[Saved entries]
▬▬▬▬▬▬
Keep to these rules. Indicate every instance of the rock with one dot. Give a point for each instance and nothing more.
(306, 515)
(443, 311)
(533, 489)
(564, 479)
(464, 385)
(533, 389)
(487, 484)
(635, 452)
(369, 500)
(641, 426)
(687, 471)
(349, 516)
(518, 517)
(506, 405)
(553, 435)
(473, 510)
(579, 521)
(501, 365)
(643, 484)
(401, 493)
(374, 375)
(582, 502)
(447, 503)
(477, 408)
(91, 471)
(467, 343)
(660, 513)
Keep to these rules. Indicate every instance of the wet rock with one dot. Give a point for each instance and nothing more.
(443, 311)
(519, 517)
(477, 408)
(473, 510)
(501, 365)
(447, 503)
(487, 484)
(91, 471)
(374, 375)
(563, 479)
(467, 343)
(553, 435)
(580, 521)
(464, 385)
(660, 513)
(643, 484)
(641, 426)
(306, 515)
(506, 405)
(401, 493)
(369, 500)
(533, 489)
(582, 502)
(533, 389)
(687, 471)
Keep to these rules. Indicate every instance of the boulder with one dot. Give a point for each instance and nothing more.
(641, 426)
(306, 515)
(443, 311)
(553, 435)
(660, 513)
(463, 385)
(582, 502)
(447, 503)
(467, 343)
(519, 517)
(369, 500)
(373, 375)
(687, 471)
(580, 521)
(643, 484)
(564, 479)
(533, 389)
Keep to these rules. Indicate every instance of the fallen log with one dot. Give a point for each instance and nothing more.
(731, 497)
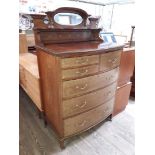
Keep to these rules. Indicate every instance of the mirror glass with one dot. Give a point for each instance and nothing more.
(68, 19)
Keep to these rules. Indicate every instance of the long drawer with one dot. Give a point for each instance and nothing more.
(85, 120)
(110, 60)
(86, 102)
(73, 88)
(79, 61)
(79, 72)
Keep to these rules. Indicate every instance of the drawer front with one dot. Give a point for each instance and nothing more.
(79, 61)
(79, 72)
(110, 60)
(85, 120)
(86, 102)
(77, 87)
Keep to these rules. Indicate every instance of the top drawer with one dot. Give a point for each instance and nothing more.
(110, 60)
(79, 61)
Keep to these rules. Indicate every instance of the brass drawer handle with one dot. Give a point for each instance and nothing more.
(109, 78)
(82, 72)
(83, 87)
(82, 105)
(82, 61)
(107, 109)
(113, 60)
(109, 93)
(82, 123)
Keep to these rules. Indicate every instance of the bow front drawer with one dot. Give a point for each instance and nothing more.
(73, 88)
(79, 61)
(79, 72)
(80, 104)
(110, 60)
(85, 120)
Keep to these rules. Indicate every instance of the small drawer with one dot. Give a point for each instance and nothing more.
(110, 60)
(79, 72)
(85, 120)
(73, 88)
(86, 102)
(79, 61)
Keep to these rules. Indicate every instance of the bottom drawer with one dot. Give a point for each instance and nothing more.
(85, 120)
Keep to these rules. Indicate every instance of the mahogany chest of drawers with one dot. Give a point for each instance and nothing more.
(75, 88)
(78, 74)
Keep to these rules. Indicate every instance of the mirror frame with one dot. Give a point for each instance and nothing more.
(80, 12)
(59, 15)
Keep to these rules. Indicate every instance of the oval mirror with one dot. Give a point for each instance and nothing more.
(68, 19)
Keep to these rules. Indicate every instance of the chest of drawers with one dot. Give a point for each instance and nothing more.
(73, 91)
(78, 74)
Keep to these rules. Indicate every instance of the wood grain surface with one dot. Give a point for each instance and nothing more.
(110, 138)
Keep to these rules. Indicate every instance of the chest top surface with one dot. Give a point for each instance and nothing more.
(70, 40)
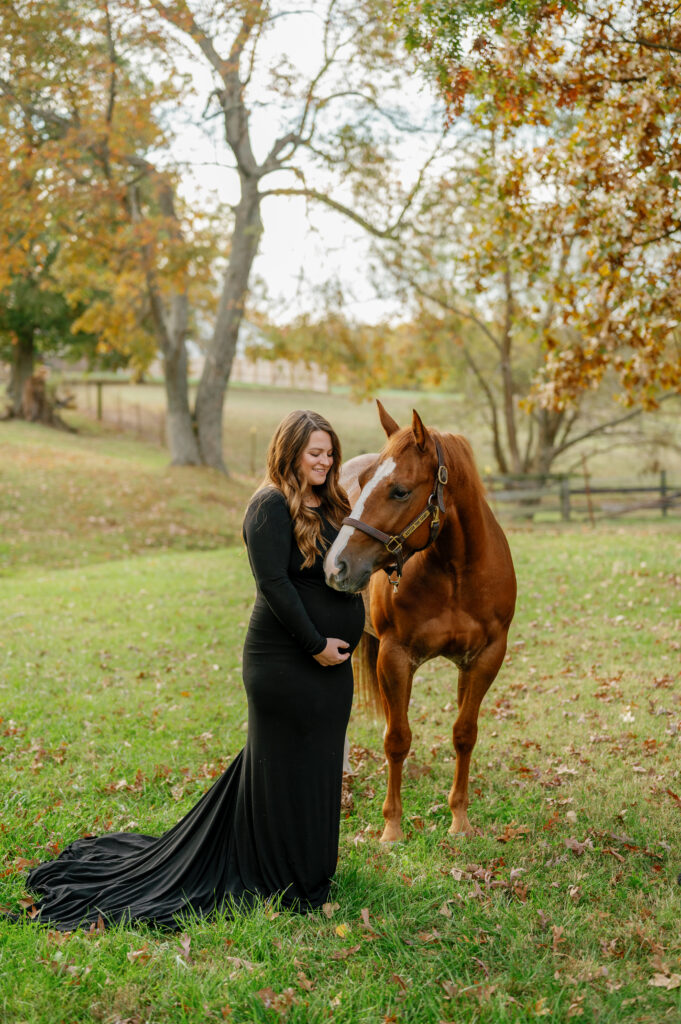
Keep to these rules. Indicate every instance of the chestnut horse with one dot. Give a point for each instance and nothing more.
(421, 509)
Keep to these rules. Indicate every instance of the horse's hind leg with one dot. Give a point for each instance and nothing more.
(394, 671)
(473, 684)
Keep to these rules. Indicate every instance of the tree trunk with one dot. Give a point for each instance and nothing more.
(180, 433)
(210, 399)
(549, 422)
(22, 371)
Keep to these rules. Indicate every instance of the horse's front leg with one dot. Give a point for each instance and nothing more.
(394, 671)
(473, 684)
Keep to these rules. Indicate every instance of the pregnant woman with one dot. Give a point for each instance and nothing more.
(269, 824)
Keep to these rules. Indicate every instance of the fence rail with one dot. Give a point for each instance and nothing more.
(552, 497)
(568, 498)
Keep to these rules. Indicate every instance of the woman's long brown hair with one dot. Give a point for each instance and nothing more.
(284, 457)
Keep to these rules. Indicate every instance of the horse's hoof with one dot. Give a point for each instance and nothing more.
(462, 827)
(392, 834)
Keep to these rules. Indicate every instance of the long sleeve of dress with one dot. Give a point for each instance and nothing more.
(268, 536)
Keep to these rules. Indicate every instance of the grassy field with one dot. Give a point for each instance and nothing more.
(124, 596)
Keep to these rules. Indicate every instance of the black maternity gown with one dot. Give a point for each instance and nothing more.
(269, 824)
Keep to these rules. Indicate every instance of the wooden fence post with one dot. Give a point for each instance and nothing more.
(564, 499)
(254, 441)
(663, 491)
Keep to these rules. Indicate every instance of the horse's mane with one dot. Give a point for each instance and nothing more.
(458, 457)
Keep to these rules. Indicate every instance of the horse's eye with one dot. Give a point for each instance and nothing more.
(399, 494)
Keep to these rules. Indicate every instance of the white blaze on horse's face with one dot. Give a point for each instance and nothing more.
(336, 550)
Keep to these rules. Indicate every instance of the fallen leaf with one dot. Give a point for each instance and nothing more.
(577, 847)
(665, 981)
(139, 955)
(344, 953)
(512, 832)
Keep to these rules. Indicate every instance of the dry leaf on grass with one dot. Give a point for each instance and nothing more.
(666, 981)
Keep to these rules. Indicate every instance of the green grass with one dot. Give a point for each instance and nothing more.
(121, 698)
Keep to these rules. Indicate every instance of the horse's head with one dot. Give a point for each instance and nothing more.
(397, 510)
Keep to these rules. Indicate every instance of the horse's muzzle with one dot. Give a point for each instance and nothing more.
(339, 577)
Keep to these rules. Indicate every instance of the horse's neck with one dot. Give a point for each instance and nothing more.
(464, 532)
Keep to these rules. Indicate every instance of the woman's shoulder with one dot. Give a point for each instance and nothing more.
(264, 504)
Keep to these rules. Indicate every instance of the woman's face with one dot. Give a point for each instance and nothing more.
(316, 459)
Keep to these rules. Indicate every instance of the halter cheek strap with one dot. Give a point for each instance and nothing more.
(394, 542)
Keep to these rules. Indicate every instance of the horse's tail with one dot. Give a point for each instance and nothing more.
(366, 678)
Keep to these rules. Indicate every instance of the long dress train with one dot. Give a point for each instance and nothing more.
(269, 825)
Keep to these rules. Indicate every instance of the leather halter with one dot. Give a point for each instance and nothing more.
(394, 542)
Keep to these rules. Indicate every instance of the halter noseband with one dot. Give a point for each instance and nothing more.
(394, 542)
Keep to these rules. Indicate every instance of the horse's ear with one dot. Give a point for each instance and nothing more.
(387, 422)
(421, 435)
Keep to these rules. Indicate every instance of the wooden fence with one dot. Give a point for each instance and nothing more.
(566, 498)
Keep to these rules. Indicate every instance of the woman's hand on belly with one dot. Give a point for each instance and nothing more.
(335, 652)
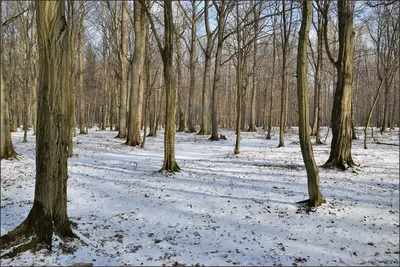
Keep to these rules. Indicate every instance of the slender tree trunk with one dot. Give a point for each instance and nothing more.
(285, 40)
(123, 85)
(80, 73)
(315, 196)
(272, 79)
(7, 148)
(370, 112)
(192, 67)
(238, 84)
(181, 98)
(252, 126)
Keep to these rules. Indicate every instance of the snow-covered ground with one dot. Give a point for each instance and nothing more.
(221, 209)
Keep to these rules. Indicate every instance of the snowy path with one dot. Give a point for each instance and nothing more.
(220, 210)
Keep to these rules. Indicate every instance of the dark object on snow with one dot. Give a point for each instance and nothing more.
(83, 264)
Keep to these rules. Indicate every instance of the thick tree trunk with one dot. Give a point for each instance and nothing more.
(315, 196)
(192, 67)
(205, 103)
(137, 78)
(285, 40)
(123, 85)
(252, 126)
(238, 84)
(49, 211)
(170, 164)
(72, 72)
(340, 155)
(181, 93)
(80, 73)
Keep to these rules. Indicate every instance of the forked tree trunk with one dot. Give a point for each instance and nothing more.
(315, 196)
(49, 211)
(122, 90)
(192, 67)
(170, 164)
(167, 54)
(340, 155)
(137, 77)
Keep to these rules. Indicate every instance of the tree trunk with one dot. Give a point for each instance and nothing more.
(252, 126)
(205, 122)
(136, 95)
(192, 67)
(238, 85)
(49, 211)
(285, 41)
(340, 155)
(170, 164)
(72, 72)
(272, 78)
(7, 149)
(181, 97)
(123, 89)
(80, 73)
(315, 196)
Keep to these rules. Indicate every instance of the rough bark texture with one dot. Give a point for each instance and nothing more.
(123, 89)
(314, 193)
(49, 211)
(80, 73)
(205, 102)
(180, 88)
(170, 164)
(238, 86)
(137, 77)
(217, 71)
(192, 67)
(340, 155)
(7, 149)
(252, 125)
(285, 40)
(272, 79)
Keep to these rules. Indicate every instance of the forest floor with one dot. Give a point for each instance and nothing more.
(222, 209)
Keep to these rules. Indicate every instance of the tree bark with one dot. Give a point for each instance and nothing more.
(252, 126)
(340, 155)
(80, 72)
(49, 211)
(7, 148)
(123, 85)
(315, 196)
(238, 84)
(192, 67)
(137, 77)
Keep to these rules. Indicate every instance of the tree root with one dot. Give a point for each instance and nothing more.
▬▬▬▬▬▬
▶ **Task item**: Output consists of exactly the lines from the one containing "Keep to these rules. Indicate every instance of the forest" to the end of the records above, retyped without change and with nothing extra.

▶ **Answer to this exercise**:
Keep to these rules. Indicate every instance of the forest floor with one dot. Give a point for each instance and nothing more.
(222, 209)
Keep to these rules. Indicate every instance of the tree bark with one dot. Give a point for each instance and nothing more.
(252, 126)
(340, 155)
(80, 72)
(49, 211)
(7, 148)
(123, 85)
(315, 196)
(238, 84)
(192, 67)
(137, 77)
Keep to these rules. Indicate every instance of the tree root with one dot. Give a point for each instance and nothing more.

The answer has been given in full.